A faithful transcription of all the data is required.
>> start STORED ROWS
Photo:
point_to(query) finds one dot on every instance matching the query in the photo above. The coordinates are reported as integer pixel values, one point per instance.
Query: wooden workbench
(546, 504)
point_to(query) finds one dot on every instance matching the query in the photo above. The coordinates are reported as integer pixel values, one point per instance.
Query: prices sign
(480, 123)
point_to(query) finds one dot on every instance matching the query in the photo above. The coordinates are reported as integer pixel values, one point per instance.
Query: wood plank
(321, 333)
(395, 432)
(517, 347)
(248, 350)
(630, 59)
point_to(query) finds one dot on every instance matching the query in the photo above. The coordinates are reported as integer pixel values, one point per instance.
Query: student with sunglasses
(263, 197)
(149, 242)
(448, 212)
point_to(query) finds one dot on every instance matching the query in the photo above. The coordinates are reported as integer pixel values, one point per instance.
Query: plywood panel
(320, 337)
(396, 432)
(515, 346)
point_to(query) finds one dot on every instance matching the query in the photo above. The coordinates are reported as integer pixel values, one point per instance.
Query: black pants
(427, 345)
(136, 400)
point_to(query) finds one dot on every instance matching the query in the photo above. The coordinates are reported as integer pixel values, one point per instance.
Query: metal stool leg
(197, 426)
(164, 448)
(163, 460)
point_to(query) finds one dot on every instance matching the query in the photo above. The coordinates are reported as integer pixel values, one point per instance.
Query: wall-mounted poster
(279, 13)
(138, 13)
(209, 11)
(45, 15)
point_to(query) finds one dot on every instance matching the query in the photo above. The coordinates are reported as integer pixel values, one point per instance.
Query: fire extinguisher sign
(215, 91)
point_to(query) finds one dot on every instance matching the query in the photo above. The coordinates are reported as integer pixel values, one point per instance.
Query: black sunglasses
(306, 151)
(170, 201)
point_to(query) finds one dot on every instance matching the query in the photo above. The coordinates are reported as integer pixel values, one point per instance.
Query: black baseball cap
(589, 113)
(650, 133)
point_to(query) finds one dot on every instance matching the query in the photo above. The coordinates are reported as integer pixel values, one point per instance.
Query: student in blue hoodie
>> end STORED ROWS
-- CORRECT ANSWER --
Photo:
point_to(query) finds one dot on every instance matching the query in the photo above. The coordinates are reported as integer pixel values, one point per instance.
Query: wooden workbench
(546, 504)
point_to(query) finds one dot on every instance matching the query in the photo above. The coordinates are reported as integer pixel values, one point per instance.
Query: prices sign
(480, 123)
point_to(query) finds one dot on every instance matching the query in the photo above. The coordinates are reported as integer pixel values, one point per instance.
Query: wood plank
(321, 333)
(395, 432)
(517, 347)
(248, 350)
(630, 59)
point_to(query) finds one dot on every instance matching the query in the photo above. The coordinates are reported as integer pixel values, one point per instance.
Query: student with sunglasses
(263, 197)
(149, 242)
(448, 212)
point_to(query) finds one dot on every instance matching the query in the photo above. The coordinates are reported as integer pixel values, one point per instance.
Query: plywood panel
(320, 337)
(396, 432)
(515, 346)
point_to(query) finds one dot on every instance matching the query in the photo above. The coordinates are reported as integer pixel values, one point per instance.
Query: black pants
(427, 345)
(136, 400)
point_to(query) finds one dot on every instance matching the query in the photo above. The coordinates are reported as integer pixel values, one point per instance.
Query: metal stool leg
(197, 426)
(164, 448)
(163, 460)
point_to(query) finds one dot on every instance matching the query in the photo above. The coordinates are reported as integer pixel values, one point per instance.
Query: wall-mounted poster
(279, 13)
(138, 13)
(209, 11)
(45, 15)
point_to(query) finds one dot on every instance matching the query in the photo above. The coordinates are reported as integer pixel values, one point per instance.
Query: fire extinguisher sign
(215, 91)
point_to(query) finds one dot on every instance matching the query in the photo above. The coordinates are reported as integer pixel values, one point per instance.
Query: black sunglasses
(306, 151)
(170, 201)
point_to(query) finds one dot on every instance matching the query in the photo above. The coordinates are reported as integer pixel values, one point per instance.
Query: black baseball cap
(589, 113)
(650, 133)
point_to(query) finds one dot on every instance matching the query in the photo above. The coordinates are reported as integer pixel values, one point per instance.
Query: student in blue hoodie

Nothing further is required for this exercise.